» EXERCISE TASK 1
Find each line in the listing that contains the word "white" and copy those lines.
================================
When the icing we currently use was first reformulated, it caused a lot of problems both in using it and with the taste.  The company has since reformulated it again, so now the taste is OK, but the application of it is still off because whatever they're substituting for the trans-fat is very temperature-sensitive.  I mean, we have to leave it over by the oven in the dead of winter in order to get it soft enough to use it!  During the warmer months it's a gloppy, noncrusting mess, so soft you can't really pipe anything with it.

We had a similar issue with our dairy-free BC frosting made with Sweetex Z during very hot days...we were working in a commercial kitchen and if it was too warm we would have to do the piping in the walk-in fridge. For those doing baking from home you would need to blast the A/C on hot days to make sure the frosting doesn't get too warm.
================================
» EXERCISE TASK 2
Write the next part of the posts above about temperature-sensitive icing and frosting, starting right after their last sentence.

» ITEMS
================================
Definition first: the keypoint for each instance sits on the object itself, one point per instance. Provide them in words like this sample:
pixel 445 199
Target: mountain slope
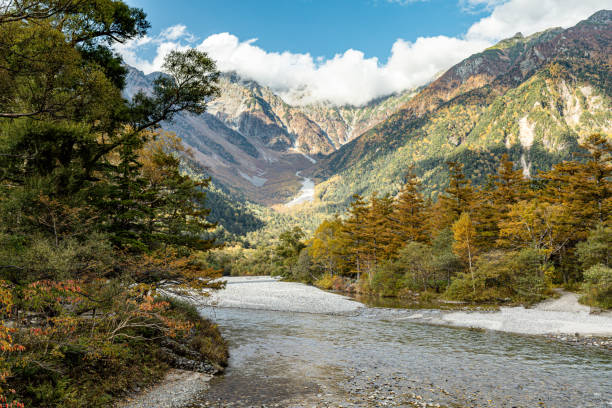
pixel 533 98
pixel 253 143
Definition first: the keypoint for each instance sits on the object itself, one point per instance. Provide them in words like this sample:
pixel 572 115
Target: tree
pixel 465 235
pixel 597 249
pixel 326 247
pixel 458 197
pixel 355 235
pixel 288 249
pixel 407 220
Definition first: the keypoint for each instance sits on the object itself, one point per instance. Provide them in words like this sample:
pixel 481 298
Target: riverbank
pixel 176 390
pixel 559 318
pixel 326 350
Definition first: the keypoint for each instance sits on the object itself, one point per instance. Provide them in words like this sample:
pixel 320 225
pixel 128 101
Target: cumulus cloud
pixel 530 16
pixel 348 78
pixel 351 78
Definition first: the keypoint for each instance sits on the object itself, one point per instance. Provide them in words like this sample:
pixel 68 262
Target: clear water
pixel 298 359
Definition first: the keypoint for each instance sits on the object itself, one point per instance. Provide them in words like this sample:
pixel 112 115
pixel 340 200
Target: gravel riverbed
pixel 296 346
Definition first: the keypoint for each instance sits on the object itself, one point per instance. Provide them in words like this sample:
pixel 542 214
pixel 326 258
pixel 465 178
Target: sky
pixel 345 52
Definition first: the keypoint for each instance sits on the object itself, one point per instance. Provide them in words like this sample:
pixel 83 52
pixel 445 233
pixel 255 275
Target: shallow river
pixel 379 358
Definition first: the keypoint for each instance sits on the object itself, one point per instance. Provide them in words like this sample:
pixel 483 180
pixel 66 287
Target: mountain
pixel 251 142
pixel 532 97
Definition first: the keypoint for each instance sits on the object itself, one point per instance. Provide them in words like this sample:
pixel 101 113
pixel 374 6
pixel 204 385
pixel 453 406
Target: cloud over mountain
pixel 351 78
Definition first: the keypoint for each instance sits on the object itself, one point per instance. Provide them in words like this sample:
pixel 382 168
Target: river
pixel 306 193
pixel 378 357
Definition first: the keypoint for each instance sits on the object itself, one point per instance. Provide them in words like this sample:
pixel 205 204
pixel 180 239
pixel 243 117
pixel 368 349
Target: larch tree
pixel 407 220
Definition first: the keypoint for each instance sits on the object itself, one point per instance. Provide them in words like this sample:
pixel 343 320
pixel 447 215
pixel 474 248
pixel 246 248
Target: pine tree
pixel 408 221
pixel 354 235
pixel 464 246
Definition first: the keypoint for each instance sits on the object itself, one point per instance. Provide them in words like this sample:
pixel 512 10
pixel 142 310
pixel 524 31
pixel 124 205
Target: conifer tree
pixel 354 234
pixel 407 220
pixel 464 246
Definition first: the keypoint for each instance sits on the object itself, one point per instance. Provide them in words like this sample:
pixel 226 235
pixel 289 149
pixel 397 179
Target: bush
pixel 388 279
pixel 597 249
pixel 325 282
pixel 598 286
pixel 519 276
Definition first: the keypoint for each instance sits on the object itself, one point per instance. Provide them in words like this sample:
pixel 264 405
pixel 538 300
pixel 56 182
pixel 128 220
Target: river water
pixel 378 357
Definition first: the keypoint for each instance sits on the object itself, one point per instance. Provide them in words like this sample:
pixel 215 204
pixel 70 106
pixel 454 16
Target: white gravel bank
pixel 177 389
pixel 557 316
pixel 267 293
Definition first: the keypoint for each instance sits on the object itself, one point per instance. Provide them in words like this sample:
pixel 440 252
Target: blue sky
pixel 320 27
pixel 345 52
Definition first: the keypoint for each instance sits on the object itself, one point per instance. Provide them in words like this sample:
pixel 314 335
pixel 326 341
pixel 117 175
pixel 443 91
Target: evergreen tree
pixel 408 220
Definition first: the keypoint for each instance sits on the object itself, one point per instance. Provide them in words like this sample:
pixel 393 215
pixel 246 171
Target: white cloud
pixel 351 77
pixel 531 16
pixel 348 78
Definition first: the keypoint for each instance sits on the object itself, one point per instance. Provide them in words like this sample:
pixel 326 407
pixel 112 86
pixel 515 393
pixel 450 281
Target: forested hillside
pixel 95 210
pixel 508 241
pixel 533 98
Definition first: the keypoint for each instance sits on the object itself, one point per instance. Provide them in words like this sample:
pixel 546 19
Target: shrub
pixel 387 279
pixel 519 276
pixel 598 286
pixel 597 249
pixel 325 282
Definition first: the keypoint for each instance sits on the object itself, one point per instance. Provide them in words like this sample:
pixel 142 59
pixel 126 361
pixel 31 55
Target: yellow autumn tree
pixel 465 235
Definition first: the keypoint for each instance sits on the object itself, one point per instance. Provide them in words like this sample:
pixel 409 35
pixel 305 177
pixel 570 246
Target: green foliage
pixel 520 277
pixel 94 207
pixel 598 286
pixel 597 249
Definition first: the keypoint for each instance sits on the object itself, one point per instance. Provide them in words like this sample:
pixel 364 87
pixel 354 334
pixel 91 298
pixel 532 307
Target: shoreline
pixel 560 318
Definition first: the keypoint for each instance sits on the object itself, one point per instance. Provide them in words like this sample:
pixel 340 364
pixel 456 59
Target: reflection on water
pixel 278 356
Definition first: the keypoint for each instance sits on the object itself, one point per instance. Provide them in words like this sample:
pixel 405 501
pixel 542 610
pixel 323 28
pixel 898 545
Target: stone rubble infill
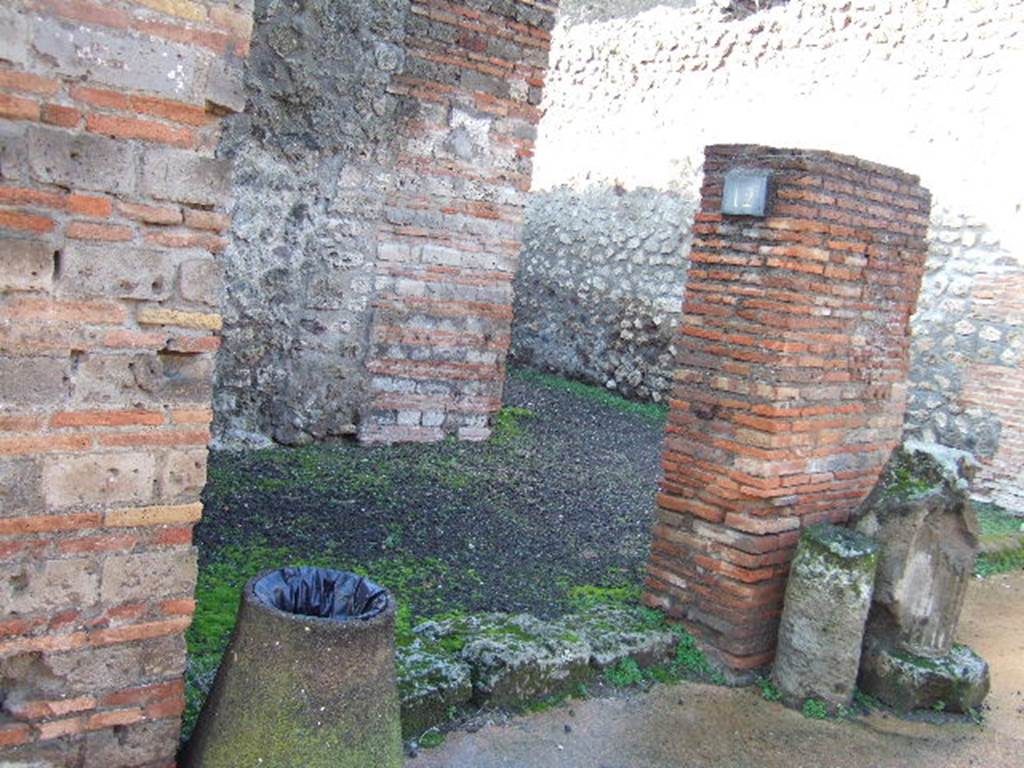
pixel 826 603
pixel 505 662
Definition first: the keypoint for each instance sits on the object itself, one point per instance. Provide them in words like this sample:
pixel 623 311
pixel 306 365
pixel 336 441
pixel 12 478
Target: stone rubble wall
pixel 637 89
pixel 383 163
pixel 600 289
pixel 113 209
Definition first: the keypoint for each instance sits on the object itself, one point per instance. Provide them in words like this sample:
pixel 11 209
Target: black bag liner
pixel 322 593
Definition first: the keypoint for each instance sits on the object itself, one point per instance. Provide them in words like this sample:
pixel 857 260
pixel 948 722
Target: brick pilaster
pixel 791 383
pixel 449 246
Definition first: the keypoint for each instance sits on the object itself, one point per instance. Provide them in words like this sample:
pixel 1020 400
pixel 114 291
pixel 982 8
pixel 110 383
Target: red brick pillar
pixel 450 243
pixel 790 389
pixel 112 210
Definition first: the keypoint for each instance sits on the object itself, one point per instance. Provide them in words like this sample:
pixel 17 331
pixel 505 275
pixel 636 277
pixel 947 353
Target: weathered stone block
pixel 148 576
pixel 13 151
pixel 202 281
pixel 81 161
pixel 34 381
pixel 184 473
pixel 430 682
pixel 921 515
pixel 168 377
pixel 518 658
pixel 27 265
pixel 113 667
pixel 20 484
pixel 826 602
pixel 185 177
pixel 121 270
pixel 50 585
pixel 224 87
pixel 131 61
pixel 298 688
pixel 957 681
pixel 97 478
pixel 615 635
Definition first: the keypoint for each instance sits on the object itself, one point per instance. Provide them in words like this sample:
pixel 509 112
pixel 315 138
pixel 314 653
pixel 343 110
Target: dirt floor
pixel 698 726
pixel 561 496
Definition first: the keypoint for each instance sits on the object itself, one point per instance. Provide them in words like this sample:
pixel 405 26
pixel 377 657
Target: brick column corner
pixel 791 382
pixel 449 246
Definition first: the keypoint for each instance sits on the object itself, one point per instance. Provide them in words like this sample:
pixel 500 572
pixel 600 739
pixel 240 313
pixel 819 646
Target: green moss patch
pixel 653 412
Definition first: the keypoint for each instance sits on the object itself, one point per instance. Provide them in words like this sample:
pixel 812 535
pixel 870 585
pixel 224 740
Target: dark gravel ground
pixel 561 497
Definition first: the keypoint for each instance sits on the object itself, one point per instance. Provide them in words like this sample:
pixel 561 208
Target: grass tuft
pixel 653 412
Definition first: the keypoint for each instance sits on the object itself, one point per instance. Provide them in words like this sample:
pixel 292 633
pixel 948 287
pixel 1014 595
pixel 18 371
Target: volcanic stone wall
pixel 312 156
pixel 382 170
pixel 636 89
pixel 600 289
pixel 790 392
pixel 112 210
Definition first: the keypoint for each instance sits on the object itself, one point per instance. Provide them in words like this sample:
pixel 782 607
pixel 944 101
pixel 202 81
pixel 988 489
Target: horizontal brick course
pixel 790 391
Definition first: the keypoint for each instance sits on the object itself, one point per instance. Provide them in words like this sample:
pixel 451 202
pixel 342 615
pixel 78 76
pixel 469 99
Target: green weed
pixel 432 739
pixel 999 562
pixel 815 710
pixel 507 424
pixel 624 674
pixel 769 691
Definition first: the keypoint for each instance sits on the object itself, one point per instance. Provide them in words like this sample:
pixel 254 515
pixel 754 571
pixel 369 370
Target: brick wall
pixel 449 243
pixel 791 384
pixel 112 210
pixel 635 91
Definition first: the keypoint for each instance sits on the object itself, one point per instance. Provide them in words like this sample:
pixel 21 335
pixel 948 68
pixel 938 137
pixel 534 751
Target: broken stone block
pixel 921 515
pixel 431 682
pixel 957 681
pixel 826 602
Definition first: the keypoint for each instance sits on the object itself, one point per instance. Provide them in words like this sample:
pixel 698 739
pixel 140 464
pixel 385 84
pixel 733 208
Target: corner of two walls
pixel 636 91
pixel 112 209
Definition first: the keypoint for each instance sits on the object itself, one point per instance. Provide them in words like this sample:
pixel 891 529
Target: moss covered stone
pixel 826 603
pixel 433 682
pixel 957 681
pixel 299 691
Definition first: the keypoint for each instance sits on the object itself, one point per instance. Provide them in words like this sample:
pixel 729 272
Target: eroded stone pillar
pixel 449 243
pixel 790 389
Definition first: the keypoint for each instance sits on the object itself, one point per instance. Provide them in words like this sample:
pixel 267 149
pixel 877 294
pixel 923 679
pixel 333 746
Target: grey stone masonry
pixel 826 602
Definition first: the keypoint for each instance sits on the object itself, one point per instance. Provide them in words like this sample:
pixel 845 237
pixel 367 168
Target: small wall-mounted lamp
pixel 745 193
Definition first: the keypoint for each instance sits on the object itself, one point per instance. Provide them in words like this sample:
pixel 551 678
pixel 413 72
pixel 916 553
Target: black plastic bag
pixel 322 593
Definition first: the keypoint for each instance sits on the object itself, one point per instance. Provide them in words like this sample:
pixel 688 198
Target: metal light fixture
pixel 745 193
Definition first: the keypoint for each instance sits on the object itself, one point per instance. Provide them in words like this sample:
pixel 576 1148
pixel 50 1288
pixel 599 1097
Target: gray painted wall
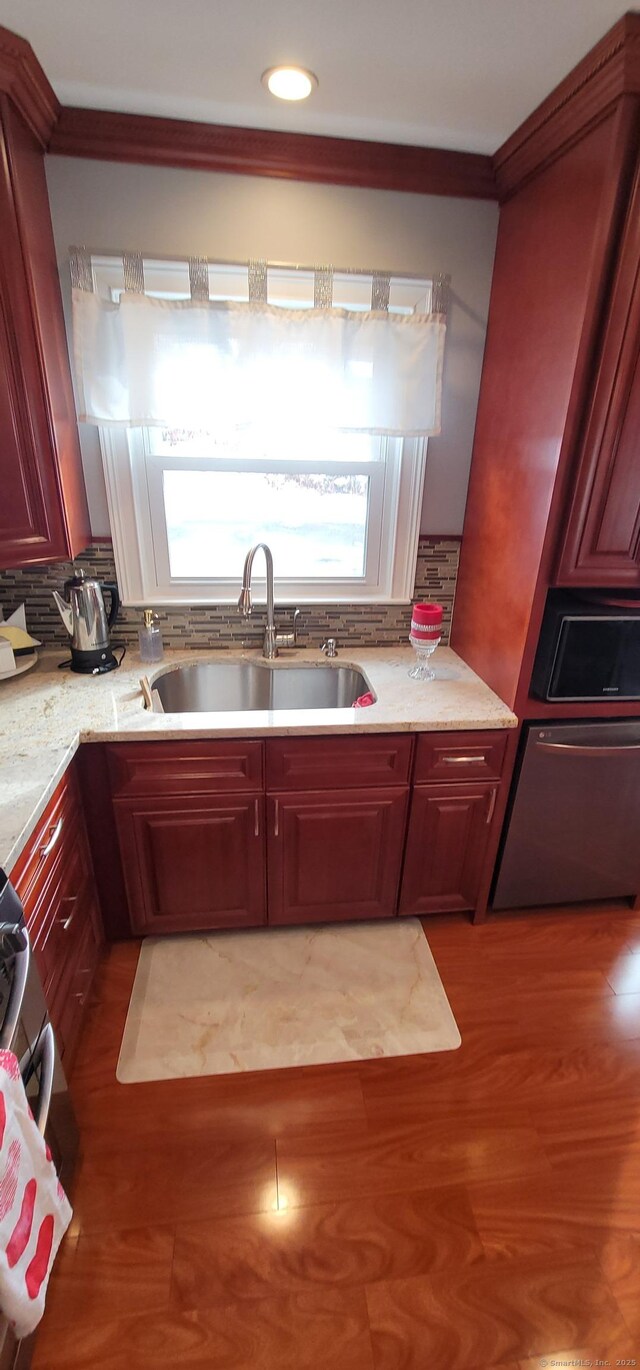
pixel 158 210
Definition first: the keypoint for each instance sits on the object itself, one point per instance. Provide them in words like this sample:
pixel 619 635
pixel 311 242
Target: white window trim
pixel 141 565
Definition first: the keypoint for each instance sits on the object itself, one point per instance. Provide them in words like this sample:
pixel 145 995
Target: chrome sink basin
pixel 219 687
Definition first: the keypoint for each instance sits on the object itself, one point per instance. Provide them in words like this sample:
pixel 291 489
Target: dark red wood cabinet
pixel 335 855
pixel 193 862
pixel 602 539
pixel 43 506
pixel 200 840
pixel 55 881
pixel 448 830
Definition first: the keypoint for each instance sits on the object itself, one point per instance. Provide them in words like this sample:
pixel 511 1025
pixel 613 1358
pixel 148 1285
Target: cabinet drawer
pixel 208 767
pixel 452 756
pixel 59 921
pixel 339 762
pixel 69 1002
pixel 54 837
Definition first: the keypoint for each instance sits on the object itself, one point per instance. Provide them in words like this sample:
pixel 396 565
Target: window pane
pixel 252 445
pixel 315 525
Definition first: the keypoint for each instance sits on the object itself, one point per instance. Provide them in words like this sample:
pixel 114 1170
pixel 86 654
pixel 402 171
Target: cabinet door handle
pixel 54 839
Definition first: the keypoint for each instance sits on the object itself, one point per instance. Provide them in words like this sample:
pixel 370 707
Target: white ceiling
pixel 443 73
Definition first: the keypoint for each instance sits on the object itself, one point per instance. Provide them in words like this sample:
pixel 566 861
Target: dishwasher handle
pixel 584 750
pixel 17 993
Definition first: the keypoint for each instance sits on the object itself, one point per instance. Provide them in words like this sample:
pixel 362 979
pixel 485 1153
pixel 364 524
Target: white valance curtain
pixel 200 363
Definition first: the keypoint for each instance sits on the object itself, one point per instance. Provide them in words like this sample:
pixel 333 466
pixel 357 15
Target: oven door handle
pixel 17 995
pixel 45 1058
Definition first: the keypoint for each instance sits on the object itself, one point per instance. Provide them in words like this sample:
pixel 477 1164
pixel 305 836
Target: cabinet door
pixel 602 544
pixel 192 863
pixel 335 855
pixel 43 506
pixel 448 829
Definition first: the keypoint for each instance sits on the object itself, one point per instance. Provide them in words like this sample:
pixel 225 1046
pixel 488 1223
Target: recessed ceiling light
pixel 289 82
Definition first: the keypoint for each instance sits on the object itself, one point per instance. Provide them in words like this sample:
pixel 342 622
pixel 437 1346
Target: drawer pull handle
pixel 462 761
pixel 54 839
pixel 147 695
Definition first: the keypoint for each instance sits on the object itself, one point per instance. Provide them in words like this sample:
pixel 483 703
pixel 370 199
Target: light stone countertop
pixel 47 713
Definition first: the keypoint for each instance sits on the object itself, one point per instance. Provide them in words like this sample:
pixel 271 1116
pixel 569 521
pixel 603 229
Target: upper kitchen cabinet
pixel 554 491
pixel 43 507
pixel 602 540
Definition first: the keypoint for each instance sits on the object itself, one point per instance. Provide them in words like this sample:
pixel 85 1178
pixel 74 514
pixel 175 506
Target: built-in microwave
pixel 589 647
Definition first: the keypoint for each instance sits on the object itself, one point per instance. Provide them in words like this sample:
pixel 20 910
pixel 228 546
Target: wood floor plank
pixel 491 1314
pixel 113 1272
pixel 398 1159
pixel 302 1332
pixel 340 1246
pixel 476 1209
pixel 173 1181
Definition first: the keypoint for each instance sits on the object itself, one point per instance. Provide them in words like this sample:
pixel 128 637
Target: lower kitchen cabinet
pixel 193 862
pixel 335 855
pixel 55 881
pixel 237 833
pixel 448 829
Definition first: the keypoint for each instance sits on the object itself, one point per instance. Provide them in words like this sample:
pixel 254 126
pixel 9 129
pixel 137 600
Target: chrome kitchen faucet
pixel 272 639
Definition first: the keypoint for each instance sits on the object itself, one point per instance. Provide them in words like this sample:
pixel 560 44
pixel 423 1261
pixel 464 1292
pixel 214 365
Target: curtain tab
pixel 258 281
pixel 322 288
pixel 440 295
pixel 199 278
pixel 380 291
pixel 133 271
pixel 81 270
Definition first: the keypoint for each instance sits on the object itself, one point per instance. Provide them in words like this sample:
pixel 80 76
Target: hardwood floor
pixel 457 1211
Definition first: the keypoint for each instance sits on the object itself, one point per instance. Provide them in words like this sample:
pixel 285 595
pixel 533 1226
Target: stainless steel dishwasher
pixel 573 832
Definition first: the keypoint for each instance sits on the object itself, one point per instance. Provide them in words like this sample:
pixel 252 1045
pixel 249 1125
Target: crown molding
pixel 211 147
pixel 23 82
pixel 583 99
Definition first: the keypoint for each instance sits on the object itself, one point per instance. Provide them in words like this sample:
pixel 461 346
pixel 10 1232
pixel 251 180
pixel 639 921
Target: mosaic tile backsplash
pixel 210 625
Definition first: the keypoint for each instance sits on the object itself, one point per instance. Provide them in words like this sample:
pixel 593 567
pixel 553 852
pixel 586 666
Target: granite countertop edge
pixel 47 714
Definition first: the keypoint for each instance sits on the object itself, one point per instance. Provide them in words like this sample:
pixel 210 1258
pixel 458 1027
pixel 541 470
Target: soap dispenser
pixel 150 637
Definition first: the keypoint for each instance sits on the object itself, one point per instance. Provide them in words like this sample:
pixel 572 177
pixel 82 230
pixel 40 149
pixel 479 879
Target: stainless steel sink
pixel 218 687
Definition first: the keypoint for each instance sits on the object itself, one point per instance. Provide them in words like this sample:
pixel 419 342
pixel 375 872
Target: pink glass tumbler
pixel 426 630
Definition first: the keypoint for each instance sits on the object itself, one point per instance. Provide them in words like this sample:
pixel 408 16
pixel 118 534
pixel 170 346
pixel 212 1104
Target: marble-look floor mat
pixel 289 996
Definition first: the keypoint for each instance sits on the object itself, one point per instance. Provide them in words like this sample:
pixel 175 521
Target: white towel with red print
pixel 34 1211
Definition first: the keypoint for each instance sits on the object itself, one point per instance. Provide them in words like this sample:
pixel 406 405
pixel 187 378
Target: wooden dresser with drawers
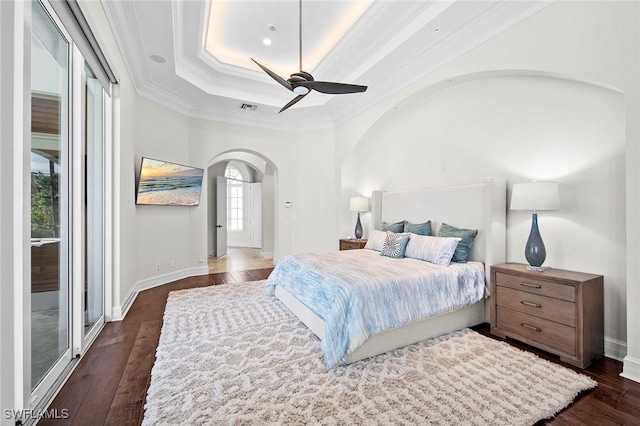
================================
» EXPECTED ANSWER 1
Target: white gravel bank
Target: white cloud
Target: white window trim
Target: white ceiling
Target: white valance curtain
Target: white towel with red print

» EXPECTED ANSWER 2
post #92 of 201

The thing I don't understand about zero trans fat shortening is that they contain mono and di-glycerides. From everything I read they are trans fats, but since they contain less than .5 grams, you can label it trans-fat free. I wonder if the zero trans fat shortenings (like Sweetex-Z) that use mono- and di-glycerides will have to be reformulated too.  This will be interesting to see how it pans out. Since my niche is dairy-free I use shortening.  Many of my customers avoid soy-based products entirely so I primarily use 100% palm oil.  I have used Sweetex-Z in the past (which is mostly palm oil too), and I will say that I love it and hate it because of the emulsifiers.  The emulsifiers help in that  it is the only way (I know at least) to fully incorporate fruit, dairy-free yogurts, and other things into frosting without the use of eggs without the frosting seperating. It is harder to work with because it is so airy, which I think is a result of the polysorbate 60 (whipping aid). I tend to have less problems with 100% palm oil.  Life would be easier if I could just use butter and eggs, but I can't.  I foresee if things like Sweetex-Z are eliminated too, my entire menu will have to change and I will no longer be able to make things like  real strawberry frosting or mock cream cheese frostings. I know trans fat and mono-diglycerides are not the best, but they do provide alternatives for those that can't have dairy or egg products, but can tolerate soy derivatives like mono and di-glycerides.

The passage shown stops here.